--- Extracted text ---
R/SWIM.R
In spesenti/SWIM: Scenario Weights for Importance Measurement
#' SWIM: A Package for Sensitivity Analysis
#'
#' The \code{SWIM} package provides weights on simulated scenarios
#' from a stochastic model, such that a stressed model component
#' (random variable) fulfil given probabilistic constraints (e.g.
#' specified values for risk measures), under the new scenario weights.
#' Scenario weights are selected by constrained minimisation of the
#' relative entropy or Wasserstein distance to the baseline model.
#'
#' @details The \code{SWIM} (Scenario Weights for Importance Measurement)
#' package provides weights on simulated scenarios from a stochastic
#' model, such that stressed random variables fulfil given
#' probabilistic constraints (e.g. specified values for risk
#' measures), under the new scenario weights. Scenario weights are
#' selected by constrained minimisation of the relative entropy or
#' Wasserstein distance to the
#' baseline model.
#'
#' The \code{SWIM} package is based on the \emph{reverse sensitivity
#' framework} developed by (Pesenti et al. 2019) and \insertCite{Pesenti2021SSRN}{SWIM}.
#'
#' Consider the random vector \code{X = (X1,...,Xn)}. Let P
#' represent the probability measure under which all simulated
#' scenarios have the same probability. First, take the
#' approach of minimizing the relative entropy. Then, for a random variable
#' \code{Xi}, the package solves:
#' \deqn{min D(P | Q)}
#' subject to constraints on the distribution
#' of \code{Xi} under \code{Q},
#' where \code{D(P | Q)} is the Kullback-Leibler divergence
#' (relative entropy) between \code{P} and \code{Q}.
---
Required tasks:
1. Retype the stretch of the SWIM package documentation from "#' specified values" through "the baseline model.".
2. List every distinct term that the SWIM package documentation wraps in \code{...}, in order of first appearance.
--- Listed entries ---
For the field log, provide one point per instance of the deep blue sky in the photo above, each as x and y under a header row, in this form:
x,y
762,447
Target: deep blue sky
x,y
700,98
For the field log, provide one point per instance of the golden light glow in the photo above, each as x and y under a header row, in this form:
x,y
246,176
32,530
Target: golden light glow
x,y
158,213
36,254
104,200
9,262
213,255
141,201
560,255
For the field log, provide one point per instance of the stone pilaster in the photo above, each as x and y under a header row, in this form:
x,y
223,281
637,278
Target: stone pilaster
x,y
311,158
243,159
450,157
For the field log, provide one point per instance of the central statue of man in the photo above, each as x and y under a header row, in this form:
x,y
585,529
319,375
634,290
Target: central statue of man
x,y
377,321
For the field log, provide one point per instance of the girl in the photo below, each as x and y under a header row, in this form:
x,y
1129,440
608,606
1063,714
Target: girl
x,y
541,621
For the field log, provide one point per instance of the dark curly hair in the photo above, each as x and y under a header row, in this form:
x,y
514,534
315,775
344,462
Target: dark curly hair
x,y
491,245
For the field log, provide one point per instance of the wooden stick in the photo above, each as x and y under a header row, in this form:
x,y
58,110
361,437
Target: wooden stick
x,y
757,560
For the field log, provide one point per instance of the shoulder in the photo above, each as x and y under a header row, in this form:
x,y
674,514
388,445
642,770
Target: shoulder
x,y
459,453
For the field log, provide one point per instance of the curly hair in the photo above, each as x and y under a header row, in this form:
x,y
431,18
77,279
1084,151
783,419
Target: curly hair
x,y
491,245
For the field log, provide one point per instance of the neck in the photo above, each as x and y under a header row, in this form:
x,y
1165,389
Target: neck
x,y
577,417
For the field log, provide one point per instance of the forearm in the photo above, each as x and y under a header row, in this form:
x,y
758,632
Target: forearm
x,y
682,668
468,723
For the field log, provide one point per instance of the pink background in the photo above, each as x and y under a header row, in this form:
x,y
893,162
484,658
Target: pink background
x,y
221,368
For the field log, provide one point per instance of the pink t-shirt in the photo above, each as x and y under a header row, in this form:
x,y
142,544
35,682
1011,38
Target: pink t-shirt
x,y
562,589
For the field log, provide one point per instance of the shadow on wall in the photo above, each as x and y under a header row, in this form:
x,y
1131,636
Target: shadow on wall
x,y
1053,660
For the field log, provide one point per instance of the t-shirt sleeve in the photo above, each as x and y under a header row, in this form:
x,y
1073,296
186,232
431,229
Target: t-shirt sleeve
---
Answers provided:
1.
#' specified values for risk measures), under the new scenario weights.
#' Scenario weights are selected by constrained minimisation of the
#' relative entropy or Wasserstein distance to the baseline model.

2.
SWIM
X = (X1,...,Xn)
Xi
Q
D(P | Q)
P